--- Problem to work on ---
Report each line below that contains the word "white", copying every such line in full.

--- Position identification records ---

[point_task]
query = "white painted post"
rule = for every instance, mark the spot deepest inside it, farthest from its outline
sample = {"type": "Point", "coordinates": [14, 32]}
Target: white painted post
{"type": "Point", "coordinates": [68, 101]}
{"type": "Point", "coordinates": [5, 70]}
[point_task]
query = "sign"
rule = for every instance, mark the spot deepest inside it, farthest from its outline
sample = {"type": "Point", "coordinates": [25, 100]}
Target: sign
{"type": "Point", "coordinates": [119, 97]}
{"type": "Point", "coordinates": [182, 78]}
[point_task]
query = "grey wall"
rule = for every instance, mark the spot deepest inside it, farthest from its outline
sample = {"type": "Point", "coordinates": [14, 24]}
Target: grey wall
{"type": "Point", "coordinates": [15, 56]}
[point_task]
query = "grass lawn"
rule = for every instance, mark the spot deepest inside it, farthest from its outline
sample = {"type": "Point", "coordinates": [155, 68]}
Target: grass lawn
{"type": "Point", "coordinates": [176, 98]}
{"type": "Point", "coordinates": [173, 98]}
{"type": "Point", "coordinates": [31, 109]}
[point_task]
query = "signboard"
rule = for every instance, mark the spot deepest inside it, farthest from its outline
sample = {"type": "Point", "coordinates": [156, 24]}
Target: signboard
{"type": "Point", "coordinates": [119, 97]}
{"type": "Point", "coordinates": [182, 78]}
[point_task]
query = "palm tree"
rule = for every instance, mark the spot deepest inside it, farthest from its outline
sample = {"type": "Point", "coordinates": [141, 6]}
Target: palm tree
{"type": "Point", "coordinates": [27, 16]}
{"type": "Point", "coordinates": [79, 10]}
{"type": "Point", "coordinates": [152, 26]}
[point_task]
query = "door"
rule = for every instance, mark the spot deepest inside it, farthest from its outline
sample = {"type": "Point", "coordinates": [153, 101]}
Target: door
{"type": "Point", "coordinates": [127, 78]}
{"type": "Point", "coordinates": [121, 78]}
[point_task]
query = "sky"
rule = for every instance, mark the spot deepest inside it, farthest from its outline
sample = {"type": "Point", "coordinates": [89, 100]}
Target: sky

--- Task response ---
query = "white painted post"
Target: white painted post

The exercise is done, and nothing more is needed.